Extract every line of the listing below without changing anything.

[Location labeling data excerpts]
* * * * *

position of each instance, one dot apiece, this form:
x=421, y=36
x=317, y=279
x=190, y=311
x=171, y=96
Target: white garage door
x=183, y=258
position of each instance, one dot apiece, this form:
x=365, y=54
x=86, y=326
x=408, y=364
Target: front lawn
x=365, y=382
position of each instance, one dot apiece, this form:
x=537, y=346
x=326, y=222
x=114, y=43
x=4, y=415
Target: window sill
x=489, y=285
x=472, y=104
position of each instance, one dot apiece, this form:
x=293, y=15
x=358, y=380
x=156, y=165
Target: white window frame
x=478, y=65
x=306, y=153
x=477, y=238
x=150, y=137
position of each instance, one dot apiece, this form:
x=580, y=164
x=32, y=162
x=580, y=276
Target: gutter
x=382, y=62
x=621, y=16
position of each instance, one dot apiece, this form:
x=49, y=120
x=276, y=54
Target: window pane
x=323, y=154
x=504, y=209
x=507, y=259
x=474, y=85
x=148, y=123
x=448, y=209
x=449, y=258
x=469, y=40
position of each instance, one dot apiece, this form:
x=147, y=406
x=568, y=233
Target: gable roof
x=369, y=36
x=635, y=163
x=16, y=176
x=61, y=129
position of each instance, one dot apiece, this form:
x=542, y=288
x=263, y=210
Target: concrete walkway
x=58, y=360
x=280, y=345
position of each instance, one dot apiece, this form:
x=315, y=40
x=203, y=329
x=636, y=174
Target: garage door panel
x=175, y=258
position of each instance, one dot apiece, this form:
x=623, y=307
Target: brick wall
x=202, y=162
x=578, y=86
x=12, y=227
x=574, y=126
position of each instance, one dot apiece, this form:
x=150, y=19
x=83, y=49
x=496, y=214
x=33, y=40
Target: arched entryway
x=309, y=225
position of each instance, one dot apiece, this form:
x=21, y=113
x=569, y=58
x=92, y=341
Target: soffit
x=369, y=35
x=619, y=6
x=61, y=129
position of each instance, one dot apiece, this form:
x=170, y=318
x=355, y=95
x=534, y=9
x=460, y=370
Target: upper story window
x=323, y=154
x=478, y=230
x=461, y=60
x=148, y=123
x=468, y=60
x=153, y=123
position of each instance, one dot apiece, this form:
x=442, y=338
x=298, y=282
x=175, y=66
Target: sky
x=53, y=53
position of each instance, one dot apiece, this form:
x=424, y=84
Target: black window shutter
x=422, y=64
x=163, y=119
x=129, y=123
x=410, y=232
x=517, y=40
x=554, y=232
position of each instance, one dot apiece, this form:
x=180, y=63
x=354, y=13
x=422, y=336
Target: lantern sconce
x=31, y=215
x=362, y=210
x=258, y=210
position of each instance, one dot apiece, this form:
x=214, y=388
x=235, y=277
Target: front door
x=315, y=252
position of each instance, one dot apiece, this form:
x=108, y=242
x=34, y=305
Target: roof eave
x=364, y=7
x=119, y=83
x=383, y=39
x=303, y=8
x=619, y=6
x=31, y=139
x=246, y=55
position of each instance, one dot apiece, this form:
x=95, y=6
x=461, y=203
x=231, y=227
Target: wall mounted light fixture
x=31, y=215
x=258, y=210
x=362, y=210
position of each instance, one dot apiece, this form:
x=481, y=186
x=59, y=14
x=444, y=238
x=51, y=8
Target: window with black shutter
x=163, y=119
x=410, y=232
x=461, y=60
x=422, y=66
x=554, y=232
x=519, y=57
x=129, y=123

* * * * *

* Output *
position of each instance, one dot apiece, this form:
x=421, y=36
x=317, y=279
x=190, y=311
x=171, y=96
Target: white garage door
x=183, y=258
position of each instance, one dot apiece, this form:
x=365, y=54
x=86, y=326
x=408, y=364
Target: front lawn
x=365, y=382
position of each instance, one dot apiece, this form:
x=537, y=346
x=326, y=222
x=114, y=43
x=4, y=415
Target: window sill
x=489, y=285
x=472, y=104
position of each instance, one dot apiece, this form:
x=293, y=15
x=358, y=380
x=156, y=165
Target: white window frame
x=478, y=65
x=306, y=153
x=477, y=238
x=150, y=137
position of each instance, one dot apiece, this form:
x=580, y=164
x=32, y=162
x=580, y=276
Target: gutter
x=382, y=62
x=621, y=16
position of each instance, one dot apiece, this form:
x=49, y=120
x=276, y=54
Target: window pane
x=323, y=154
x=504, y=209
x=507, y=259
x=474, y=85
x=148, y=123
x=448, y=209
x=449, y=258
x=469, y=40
position of each instance, one dot apiece, this form:
x=147, y=406
x=568, y=233
Target: gable roof
x=369, y=36
x=635, y=163
x=16, y=176
x=61, y=129
position of each instance, one dot apiece, this form:
x=542, y=288
x=263, y=210
Target: concrete walkway
x=58, y=360
x=280, y=345
position of each instance, one dot apiece, this form:
x=315, y=40
x=203, y=329
x=636, y=174
Target: garage door panel
x=175, y=258
position of each instance, one dot apiece, this form:
x=623, y=307
Target: brick wall
x=202, y=162
x=578, y=86
x=12, y=227
x=574, y=126
position of each instance, one dot apiece, this form:
x=150, y=19
x=83, y=49
x=496, y=214
x=33, y=40
Target: arched entryway
x=309, y=225
position of each instance, one dot apiece, this form:
x=21, y=113
x=569, y=58
x=92, y=341
Target: soffit
x=369, y=35
x=619, y=6
x=61, y=129
position of each instance, one dot apiece, this form:
x=170, y=318
x=355, y=95
x=534, y=9
x=460, y=370
Target: upper story window
x=323, y=154
x=478, y=230
x=461, y=60
x=148, y=123
x=468, y=60
x=153, y=123
position of each instance, one dot apiece, this form:
x=442, y=338
x=298, y=282
x=175, y=66
Target: sky
x=53, y=53
position of each instance, one dot apiece, this form:
x=424, y=84
Target: black window shutter
x=422, y=64
x=163, y=119
x=129, y=123
x=410, y=232
x=517, y=40
x=554, y=232
position of each instance, one dot apiece, this form:
x=180, y=63
x=354, y=13
x=422, y=336
Target: lantern sconce
x=31, y=215
x=362, y=210
x=258, y=210
position of each instance, one dot apiece, this form:
x=214, y=388
x=235, y=277
Target: front door
x=315, y=252
position of each instance, one dot apiece, this form:
x=108, y=242
x=34, y=305
Target: roof eave
x=364, y=7
x=119, y=83
x=383, y=39
x=303, y=8
x=619, y=6
x=31, y=139
x=246, y=55
position of each instance, one dot apiece, this form:
x=95, y=6
x=461, y=203
x=231, y=227
Target: wall mounted light fixture
x=31, y=215
x=258, y=210
x=362, y=210
position of each instance, one dot apiece, this form:
x=481, y=186
x=59, y=14
x=444, y=238
x=51, y=8
Target: window with black shutter
x=163, y=119
x=410, y=232
x=461, y=60
x=422, y=66
x=554, y=232
x=519, y=57
x=129, y=123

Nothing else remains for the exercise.